▶ _Task_
Copy each record exactly as it reads, leaving out any pictures it holds.

▶ _Excerpted records_

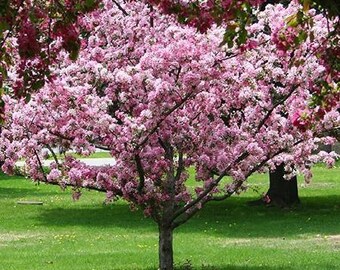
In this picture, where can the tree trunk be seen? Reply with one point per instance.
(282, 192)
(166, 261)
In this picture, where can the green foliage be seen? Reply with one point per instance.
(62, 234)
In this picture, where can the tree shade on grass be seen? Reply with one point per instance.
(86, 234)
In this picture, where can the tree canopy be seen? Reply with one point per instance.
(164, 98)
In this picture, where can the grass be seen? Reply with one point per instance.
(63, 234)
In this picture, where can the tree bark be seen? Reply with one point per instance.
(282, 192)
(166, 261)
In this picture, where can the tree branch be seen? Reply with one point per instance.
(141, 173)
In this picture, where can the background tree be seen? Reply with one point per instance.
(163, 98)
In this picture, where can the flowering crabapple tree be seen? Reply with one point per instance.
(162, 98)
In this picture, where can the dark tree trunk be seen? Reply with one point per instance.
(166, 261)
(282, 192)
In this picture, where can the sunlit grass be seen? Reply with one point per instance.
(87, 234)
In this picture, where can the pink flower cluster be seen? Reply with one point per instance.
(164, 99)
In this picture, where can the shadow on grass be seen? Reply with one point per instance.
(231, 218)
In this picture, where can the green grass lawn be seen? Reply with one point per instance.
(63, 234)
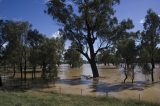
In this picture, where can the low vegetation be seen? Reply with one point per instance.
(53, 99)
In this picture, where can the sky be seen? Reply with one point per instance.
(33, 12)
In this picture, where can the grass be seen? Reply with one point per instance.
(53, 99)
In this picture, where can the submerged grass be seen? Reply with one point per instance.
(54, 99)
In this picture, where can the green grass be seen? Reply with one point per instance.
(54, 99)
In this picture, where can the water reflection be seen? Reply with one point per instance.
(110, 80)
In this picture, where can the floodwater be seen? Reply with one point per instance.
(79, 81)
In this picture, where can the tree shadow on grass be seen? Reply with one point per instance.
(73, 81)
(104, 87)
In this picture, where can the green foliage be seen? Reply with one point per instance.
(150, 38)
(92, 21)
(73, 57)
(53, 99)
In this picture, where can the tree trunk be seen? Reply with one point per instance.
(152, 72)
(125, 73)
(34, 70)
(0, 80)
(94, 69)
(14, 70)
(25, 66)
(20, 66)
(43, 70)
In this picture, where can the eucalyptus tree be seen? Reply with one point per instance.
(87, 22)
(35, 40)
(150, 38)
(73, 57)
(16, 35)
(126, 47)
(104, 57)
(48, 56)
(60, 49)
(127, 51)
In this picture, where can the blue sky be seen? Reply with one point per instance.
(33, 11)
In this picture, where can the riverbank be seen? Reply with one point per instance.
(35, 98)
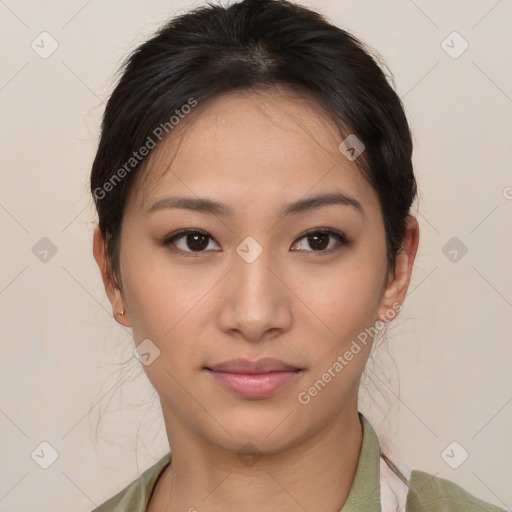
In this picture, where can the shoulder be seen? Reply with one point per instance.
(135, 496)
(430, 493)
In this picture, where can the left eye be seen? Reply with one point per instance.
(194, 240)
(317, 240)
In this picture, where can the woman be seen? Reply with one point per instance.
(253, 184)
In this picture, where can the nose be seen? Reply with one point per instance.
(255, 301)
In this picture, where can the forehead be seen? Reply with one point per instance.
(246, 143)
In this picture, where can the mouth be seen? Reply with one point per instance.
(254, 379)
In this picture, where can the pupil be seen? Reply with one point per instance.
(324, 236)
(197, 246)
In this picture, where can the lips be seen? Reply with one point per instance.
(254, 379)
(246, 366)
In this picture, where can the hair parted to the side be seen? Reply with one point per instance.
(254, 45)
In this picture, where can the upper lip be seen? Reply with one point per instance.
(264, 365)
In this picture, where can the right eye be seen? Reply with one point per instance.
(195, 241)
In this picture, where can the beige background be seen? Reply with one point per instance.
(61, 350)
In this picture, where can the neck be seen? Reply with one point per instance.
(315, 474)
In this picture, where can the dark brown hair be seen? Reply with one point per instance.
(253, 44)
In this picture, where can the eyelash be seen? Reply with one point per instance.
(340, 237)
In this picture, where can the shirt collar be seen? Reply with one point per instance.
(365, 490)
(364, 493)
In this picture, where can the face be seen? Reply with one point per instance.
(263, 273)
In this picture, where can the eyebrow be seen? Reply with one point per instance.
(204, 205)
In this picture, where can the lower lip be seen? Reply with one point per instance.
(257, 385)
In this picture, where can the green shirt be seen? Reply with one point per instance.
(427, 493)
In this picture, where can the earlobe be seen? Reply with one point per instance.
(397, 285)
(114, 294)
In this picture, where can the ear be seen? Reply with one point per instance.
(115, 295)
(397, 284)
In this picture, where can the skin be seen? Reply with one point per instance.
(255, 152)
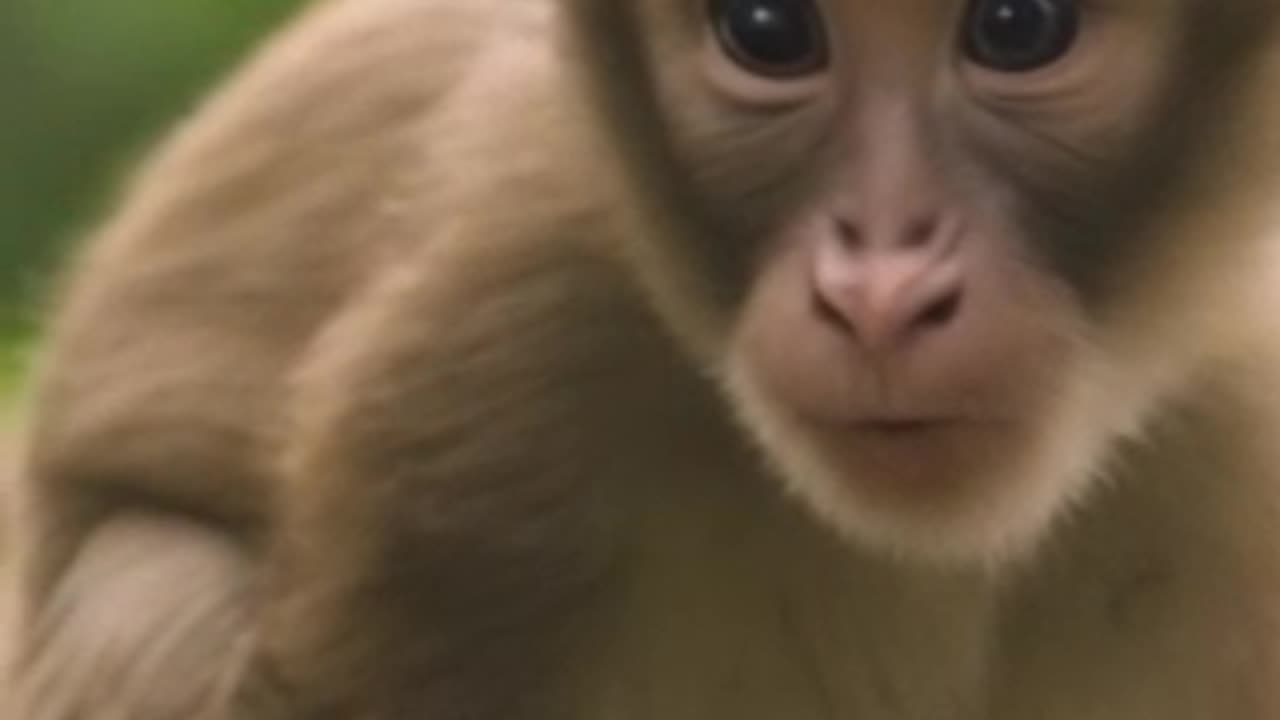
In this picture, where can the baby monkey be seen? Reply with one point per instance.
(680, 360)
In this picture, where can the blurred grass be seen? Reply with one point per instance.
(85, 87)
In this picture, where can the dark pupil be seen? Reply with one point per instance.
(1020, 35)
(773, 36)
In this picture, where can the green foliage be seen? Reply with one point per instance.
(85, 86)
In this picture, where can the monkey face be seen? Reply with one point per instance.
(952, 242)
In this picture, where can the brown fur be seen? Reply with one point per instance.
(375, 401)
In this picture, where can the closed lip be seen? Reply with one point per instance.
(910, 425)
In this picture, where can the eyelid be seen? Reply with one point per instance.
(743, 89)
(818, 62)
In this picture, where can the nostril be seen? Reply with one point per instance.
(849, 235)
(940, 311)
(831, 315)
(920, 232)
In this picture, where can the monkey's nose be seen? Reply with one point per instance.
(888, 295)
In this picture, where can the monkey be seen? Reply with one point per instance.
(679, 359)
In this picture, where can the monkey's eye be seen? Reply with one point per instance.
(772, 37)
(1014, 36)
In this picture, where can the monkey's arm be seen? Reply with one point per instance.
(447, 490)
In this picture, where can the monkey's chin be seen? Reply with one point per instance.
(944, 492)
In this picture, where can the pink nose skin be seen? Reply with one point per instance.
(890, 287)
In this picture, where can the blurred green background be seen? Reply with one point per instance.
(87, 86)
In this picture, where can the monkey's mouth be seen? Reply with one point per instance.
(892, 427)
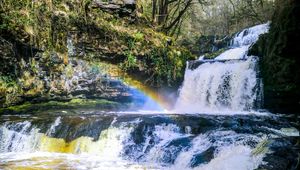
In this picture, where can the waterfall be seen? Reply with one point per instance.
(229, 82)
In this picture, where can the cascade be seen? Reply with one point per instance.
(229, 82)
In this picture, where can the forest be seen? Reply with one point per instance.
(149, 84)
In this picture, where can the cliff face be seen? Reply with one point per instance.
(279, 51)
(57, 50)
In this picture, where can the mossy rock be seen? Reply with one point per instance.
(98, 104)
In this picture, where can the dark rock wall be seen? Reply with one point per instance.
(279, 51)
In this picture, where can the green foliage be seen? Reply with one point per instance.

▶ _Right answer_
In this picture, where can the tree trunk be seen? Reply with one point per instance.
(282, 192)
(166, 261)
In this picture, where can the green foliage be seen? Reply with one point per instance.
(62, 234)
In this picture, where can the tree shade on grass be seen? Reply with one point per instance.
(86, 234)
In this picture, where can the tree canopy be seen? Reply with one point per instance.
(164, 98)
In this picture, where can the grass be seen? Reply with one point per instance.
(63, 234)
In this picture, where can the tree bark be seen? Reply with one point per instance.
(282, 192)
(166, 261)
In this picture, where can the tree branch be seen? Reply with one point per instance.
(141, 173)
In this picture, where can the background tree be seen? Reply with one point per instance.
(163, 98)
In this picture, where can the flowering crabapple tree be seen? Reply with one point per instance.
(162, 98)
In this picture, where can the dark tree trunk be seen? Reply with one point per instance.
(166, 261)
(282, 192)
In this picture, where can the sunlit grass be seen? Reply with one point per instance.
(87, 234)
In this picture, where can the pink flower cluster be seen? Reply with one point per instance.
(164, 99)
In this picture, where can the shadow on grass be seen? Reply with one point per instance.
(231, 218)
In this picture, where can the green grass lawn be seen? Reply with one point per instance.
(63, 234)
In this picture, where can the low vegetation be seen? Reply with one point per instance.
(53, 99)
In this picture, where can the sky be seen? Reply with one point per instance.
(33, 12)
In this picture, where can the grass be seen? Reply with one point per instance.
(53, 99)
In this picture, where can the submerged grass be seen? Reply with one point per instance.
(54, 99)
In this picture, where can the green grass be seen? Reply with one point per instance.
(54, 99)
In this picture, where can the water reflection be seen? Reply with one point per instance.
(110, 80)
In this picture, where can the floodwater be seen? Reply with one point per instance.
(79, 81)
In this picture, where can the tree shadow on grass be seen? Reply with one point per instance.
(73, 81)
(104, 87)
In this picture, where can the green foliage be seen? Reply with one point per instance.
(150, 38)
(92, 21)
(73, 57)
(53, 99)
In this picture, where can the tree trunk be seen? Reply with one point per instance.
(152, 72)
(125, 73)
(34, 70)
(0, 80)
(94, 69)
(14, 70)
(25, 66)
(20, 66)
(43, 70)
In this picture, where can the eucalyptus tree be seen? Reply with one point per instance.
(87, 22)
(35, 40)
(150, 38)
(73, 57)
(16, 35)
(126, 47)
(104, 57)
(48, 56)
(60, 49)
(127, 51)
In this picture, where can the blue sky be seen? Reply with one point per instance.
(33, 11)
In this picture, where can the riverbank be seen? Reply with one point per instance.
(35, 98)
In this picture, where can the shoulder be seen? Reply with one point per instance.
(135, 496)
(430, 493)
In this picture, where can the left eye be seen? Reply with one point per instance.
(194, 240)
(317, 240)
In this picture, where can the woman be seen? Reply with one point per instance.
(253, 184)
In this picture, where can the nose be seen? Reply with one point per instance.
(255, 301)
In this picture, where can the forehead be seen? Reply with one point per instance.
(246, 143)
In this picture, where can the mouth be seen? Reply with one point per instance.
(254, 379)
In this picture, where can the pupil be seen? Reply with one point per instance.
(324, 236)
(197, 246)
In this picture, where can the lips be seen? Reply with one point per instance.
(254, 379)
(246, 366)
In this picture, where can the hair parted to the side be seen? Reply with one point per instance.
(254, 45)
In this picture, where can the upper lip be seen? Reply with one point per instance.
(264, 365)
In this picture, where can the right eye be seen? Reply with one point per instance.
(195, 241)
In this picture, where can the beige background be seen? Reply with one point per instance.
(61, 350)
In this picture, where can the neck be seen? Reply with one point per instance.
(315, 474)
In this picture, where can the dark brown hair be seen? Reply with one point per instance.
(253, 44)
In this picture, where can the eyelash be seen? Reply with one point per instance.
(340, 237)
In this picture, where can the shirt collar be seen? Reply with one point per instance.
(365, 490)
(364, 493)
In this picture, where can the face be seen? Reply with one point per instance.
(263, 273)
In this picture, where can the eyebrow be seen? Reply with one point per instance.
(204, 205)
In this picture, where can the lower lip be seen? Reply with one point per instance.
(257, 385)
In this picture, where can the green shirt be seen? Reply with one point per instance.
(427, 493)
In this picture, where can the earlobe be seen? Reply with one point per instance.
(397, 285)
(114, 294)
In this picture, where can the ear be seen? Reply with one point per instance.
(115, 295)
(397, 284)
In this picture, where can the skin be seen? Reply with one point per instance.
(255, 152)
In this picture, where can the baby monkey be seen? Reply with one point per instance.
(680, 360)
In this picture, where can the blurred grass be seen? Reply with one point per instance.
(85, 87)
In this picture, where can the dark pupil be seen? Reply with one point per instance.
(1020, 35)
(773, 36)
In this picture, where can the green foliage be seen? Reply with one point per instance.
(85, 86)
In this picture, where can the monkey face be seen? Reply with one point per instance.
(952, 242)
In this picture, where can the brown fur be seen? Reply with one point per instance.
(375, 401)
In this picture, where can the closed lip be seen? Reply with one point per instance.
(910, 425)
In this picture, where can the eyelid be seen? Reply with one point per instance.
(743, 89)
(818, 62)
In this picture, where can the nostril be seen? Reply with one point per instance.
(849, 235)
(940, 311)
(831, 315)
(920, 232)
In this picture, where can the monkey's nose be seen? Reply with one point per instance.
(888, 295)
In this picture, where can the monkey be seen? Reply with one point per instance.
(679, 359)
In this picture, where can the monkey's eye be seen? Reply with one point per instance.
(772, 37)
(1014, 36)
In this picture, where can the monkey's arm be seen? Reply with one point per instance.
(447, 490)
In this picture, where can the monkey's chin be seen? Reply with one point per instance.
(944, 492)
In this picture, where can the pink nose skin be seen? Reply with one point per instance.
(890, 287)
In this picture, where can the blurred green background be seen? Reply with one point per instance.
(87, 86)
In this picture, where can the monkey's mouth be seen? Reply with one point per instance.
(892, 427)
In this picture, where can the waterfall be seen? Reply with one point per instance.
(229, 82)
In this picture, where can the cascade be seen? Reply with one point per instance.
(229, 82)
In this picture, where can the forest be seen? Reply with one point per instance.
(149, 84)
In this picture, where can the cliff face be seen? Reply with one point per instance.
(279, 51)
(57, 50)
In this picture, where can the mossy rock be seen? Reply with one point per instance.
(98, 104)
In this picture, where can the dark rock wall be seen? Reply with one point per instance.
(279, 51)
In this picture, where can the green foliage be seen? Reply with one point per instance.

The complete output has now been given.